[Exercise]: Reproduce each line of the following material exactly, omitting the images.
*** Supplied information Section Begins ***
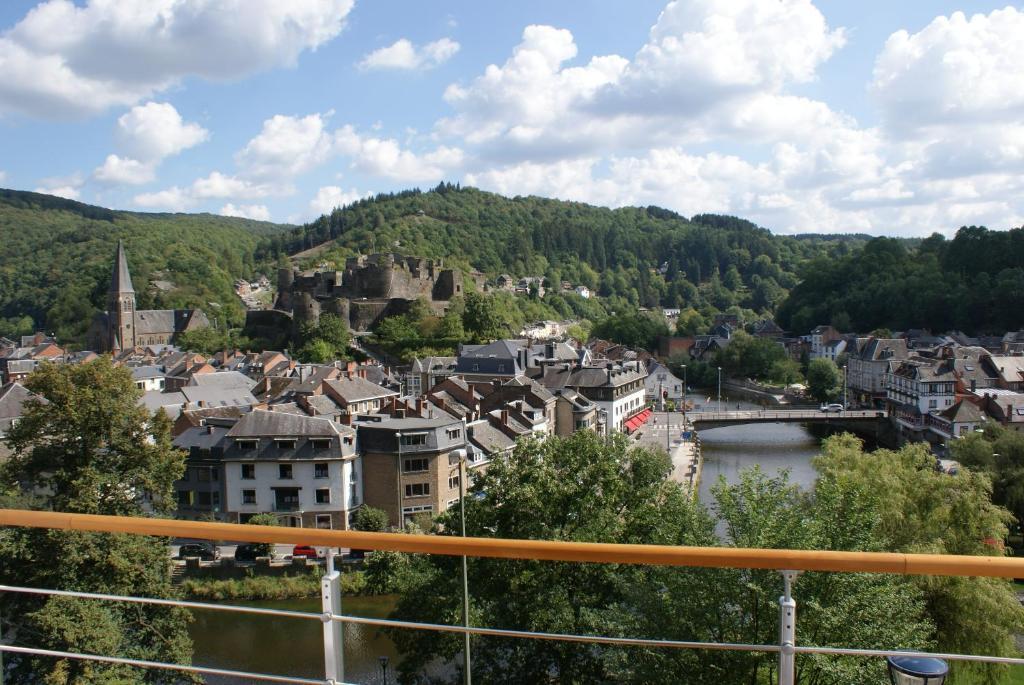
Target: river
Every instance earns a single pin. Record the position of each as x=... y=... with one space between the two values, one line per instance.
x=290 y=646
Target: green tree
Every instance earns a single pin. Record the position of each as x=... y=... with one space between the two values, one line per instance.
x=91 y=448
x=482 y=319
x=925 y=511
x=370 y=519
x=264 y=549
x=824 y=381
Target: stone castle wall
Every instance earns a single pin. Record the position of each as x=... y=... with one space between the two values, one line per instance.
x=370 y=288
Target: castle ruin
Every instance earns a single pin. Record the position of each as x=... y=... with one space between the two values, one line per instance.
x=370 y=288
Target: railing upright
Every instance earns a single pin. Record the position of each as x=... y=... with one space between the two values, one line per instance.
x=334 y=648
x=787 y=631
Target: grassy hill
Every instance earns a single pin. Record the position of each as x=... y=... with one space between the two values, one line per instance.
x=56 y=257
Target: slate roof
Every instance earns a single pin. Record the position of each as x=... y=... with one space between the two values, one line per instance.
x=121 y=279
x=487 y=438
x=357 y=389
x=272 y=424
x=222 y=380
x=963 y=412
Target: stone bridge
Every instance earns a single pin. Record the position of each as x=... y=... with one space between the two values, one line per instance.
x=709 y=420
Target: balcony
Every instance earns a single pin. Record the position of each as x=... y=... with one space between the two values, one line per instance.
x=787 y=562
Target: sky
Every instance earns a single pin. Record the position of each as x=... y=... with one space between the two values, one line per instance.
x=878 y=117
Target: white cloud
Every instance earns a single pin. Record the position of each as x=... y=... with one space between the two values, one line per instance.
x=221 y=185
x=172 y=199
x=286 y=146
x=955 y=70
x=386 y=158
x=65 y=186
x=69 y=191
x=258 y=212
x=403 y=55
x=330 y=197
x=156 y=130
x=124 y=171
x=62 y=59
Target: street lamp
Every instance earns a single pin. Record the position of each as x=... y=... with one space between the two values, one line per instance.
x=916 y=671
x=461 y=454
x=720 y=388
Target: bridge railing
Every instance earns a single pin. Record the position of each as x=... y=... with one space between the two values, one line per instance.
x=788 y=562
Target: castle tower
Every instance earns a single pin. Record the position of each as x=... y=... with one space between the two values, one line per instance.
x=121 y=305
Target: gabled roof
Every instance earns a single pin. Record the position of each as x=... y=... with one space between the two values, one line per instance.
x=121 y=279
x=273 y=424
x=357 y=389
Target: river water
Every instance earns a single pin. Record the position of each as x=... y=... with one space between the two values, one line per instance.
x=292 y=646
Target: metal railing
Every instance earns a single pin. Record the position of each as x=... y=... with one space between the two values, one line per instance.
x=788 y=562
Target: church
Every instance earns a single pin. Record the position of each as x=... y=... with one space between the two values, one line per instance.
x=123 y=327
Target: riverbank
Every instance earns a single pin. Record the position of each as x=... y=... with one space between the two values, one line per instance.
x=353 y=584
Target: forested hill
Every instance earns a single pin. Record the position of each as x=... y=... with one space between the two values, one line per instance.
x=974 y=283
x=645 y=256
x=55 y=260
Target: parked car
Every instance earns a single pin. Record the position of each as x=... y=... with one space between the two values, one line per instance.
x=305 y=551
x=204 y=551
x=247 y=552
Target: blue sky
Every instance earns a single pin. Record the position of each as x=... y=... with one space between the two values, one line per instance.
x=889 y=118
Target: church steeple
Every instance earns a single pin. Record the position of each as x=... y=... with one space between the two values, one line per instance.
x=121 y=282
x=121 y=304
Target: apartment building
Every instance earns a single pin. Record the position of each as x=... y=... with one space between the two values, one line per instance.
x=302 y=469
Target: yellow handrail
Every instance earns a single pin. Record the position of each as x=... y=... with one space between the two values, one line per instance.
x=659 y=555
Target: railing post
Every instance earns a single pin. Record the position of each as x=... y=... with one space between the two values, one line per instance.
x=334 y=652
x=787 y=631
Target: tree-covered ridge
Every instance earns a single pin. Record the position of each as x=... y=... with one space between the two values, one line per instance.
x=974 y=283
x=56 y=259
x=648 y=256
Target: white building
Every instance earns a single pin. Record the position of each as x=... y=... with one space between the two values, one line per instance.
x=302 y=469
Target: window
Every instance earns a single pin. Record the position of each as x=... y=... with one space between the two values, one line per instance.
x=415 y=465
x=418 y=489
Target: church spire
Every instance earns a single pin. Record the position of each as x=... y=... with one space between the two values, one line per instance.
x=121 y=282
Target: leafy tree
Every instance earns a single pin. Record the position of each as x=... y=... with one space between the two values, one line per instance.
x=264 y=549
x=91 y=448
x=823 y=380
x=371 y=519
x=926 y=511
x=482 y=319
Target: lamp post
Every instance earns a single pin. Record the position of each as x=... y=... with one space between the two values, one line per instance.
x=720 y=389
x=845 y=386
x=916 y=670
x=467 y=676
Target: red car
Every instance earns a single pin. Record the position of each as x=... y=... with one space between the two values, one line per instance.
x=305 y=551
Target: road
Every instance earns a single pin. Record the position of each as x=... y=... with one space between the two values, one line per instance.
x=664 y=429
*** Supplied information Section Ends ***
[Exercise response]:
Target: river
Every instance earns a single pin. Record the position of each as x=... y=... with one space between the two values, one line per instance.
x=290 y=646
Target: green tree
Every instance earns a single pin. Record the position of each as x=... y=... with one space between the two values, one line per instance.
x=91 y=448
x=482 y=319
x=925 y=511
x=370 y=519
x=264 y=549
x=824 y=381
Target: stone castle wall
Every instance earns a single pin. Record the position of each as x=... y=... with one space between the two values, one line per instance.
x=370 y=288
Target: castle ruin
Every instance earns a single pin. Record the position of each as x=... y=... with one space between the two values, one line per instance.
x=370 y=288
Target: railing upright
Every instance earns a single pin. Record the position of each as x=... y=... with one space between the two values, one line per instance.
x=334 y=648
x=787 y=631
Target: grassy hill
Every instance earns a single pin. Record the position of each as x=... y=... with one space between the two values, one line per instance.
x=56 y=257
Target: slate roof
Every instance earns a single pin. Record the position of each as x=... y=... with one space between the two values, one line per instance.
x=121 y=279
x=487 y=438
x=357 y=389
x=272 y=424
x=222 y=380
x=963 y=412
Target: stone bridge
Every instance earns a single pin. Record the position of each as x=... y=... with one space between the two values, one line per instance.
x=709 y=420
Target: balcony
Every instance earns a single pin. Record the position of each as x=... y=... with one space between the two values, one line per instance.
x=787 y=562
Target: sky
Every instance earns a single pin. Record the position of each as x=... y=... with one space between the two values, one line per instance.
x=878 y=117
Target: white cloud
Every instance earns a single pin. Record the position of each as x=... y=... with one space between the two values, one line per instance.
x=221 y=185
x=172 y=199
x=286 y=146
x=955 y=70
x=386 y=158
x=65 y=186
x=69 y=191
x=258 y=212
x=403 y=55
x=330 y=197
x=156 y=130
x=124 y=171
x=62 y=59
Target: street lamp
Every instance earns a single pin. Record the position of each as x=... y=... with one space between the two values, one line per instance.
x=916 y=671
x=461 y=454
x=720 y=388
Target: bridge railing
Every instance earns a single pin. Record the position of each as x=... y=... with one space between the two values, one line per instance.
x=788 y=562
Target: castle tower
Every instance earns a single pin. Record the position of each as x=... y=... with one space between the two values, one line per instance.
x=121 y=305
Target: gabled roof
Every instance earns a single pin. Record the position of each as x=... y=... with one space between the two values, one line per instance.
x=121 y=279
x=273 y=424
x=357 y=389
Target: river water
Every instance earns a single pin. Record the position of each as x=... y=... with one space between the two values, one line per instance.
x=292 y=646
Target: metal railing
Every instance earns a single pin. Record the position of each as x=... y=... with one space between the two values, one line per instance.
x=788 y=562
Target: church
Every instance earns a single pin. Record the position of each as x=... y=... with one space between the two values, one line per instance.
x=123 y=327
Target: riverbank
Every instance earns a single pin. Record the position of each as x=... y=... with one space between the two values, one line per instance.
x=353 y=584
Target: forested hill
Every instance earns a single pin. Record the position of each as x=... y=... with one space between the two values, one line per instance.
x=974 y=283
x=645 y=256
x=55 y=260
Target: parked car
Every instance earns a single pin. Record the position of each as x=... y=... with one space between the two values, one line per instance.
x=305 y=551
x=204 y=551
x=247 y=552
Target: blue sky
Every instance earns a single pin. Record the position of each as x=... y=... with one space between the two values, one line per instance.
x=889 y=118
Target: church steeple
Every instance earns a single pin. Record the position of each as x=... y=... with one space between the two values, one line per instance.
x=121 y=282
x=121 y=304
Target: apartment building
Every instance earns a single pin. Record the position of each as x=... y=... with one space between the two values, one line per instance.
x=302 y=469
Target: yellow handrail
Every instance earns a single pin. Record the position of each as x=... y=... with one space between the two values, one line per instance.
x=659 y=555
Target: railing post
Every instance earns a single pin. Record the position of each as x=... y=... with one space between the two values, one line per instance.
x=334 y=652
x=787 y=631
Target: tree-covered ridge
Every instance earns a single pin. Record the position of each as x=... y=... with one space between the two values, one line per instance.
x=974 y=283
x=56 y=259
x=648 y=256
Target: white building
Every instance earns a single pin. Record the position of each as x=... y=... with one space between the two values, one line per instance.
x=302 y=469
Target: window
Every instance earns a single pin. Record the position of each as x=... y=... with one space between the two values, one line per instance.
x=415 y=465
x=418 y=489
Target: church spire
Every instance earns a single pin. Record the position of each as x=... y=... with one space between the two values, one line per instance.
x=121 y=282
Target: leafy tree
Every instance earns a single pin. Record the position of each as x=... y=... with one space between the two values, one line per instance.
x=264 y=549
x=91 y=448
x=823 y=380
x=371 y=519
x=926 y=511
x=482 y=319
Target: lamp post
Every instance earns a single pin. Record the position of each as x=... y=... with one space between the two values, one line per instance.
x=720 y=389
x=845 y=386
x=916 y=670
x=467 y=676
Target: red car
Every instance earns a single pin. Record the position of each as x=... y=... with one space between the two values, one line per instance.
x=305 y=551
Target: road
Every instance earns a single pin. Record the position of each as x=... y=... with one space between the two values, one line per instance.
x=664 y=429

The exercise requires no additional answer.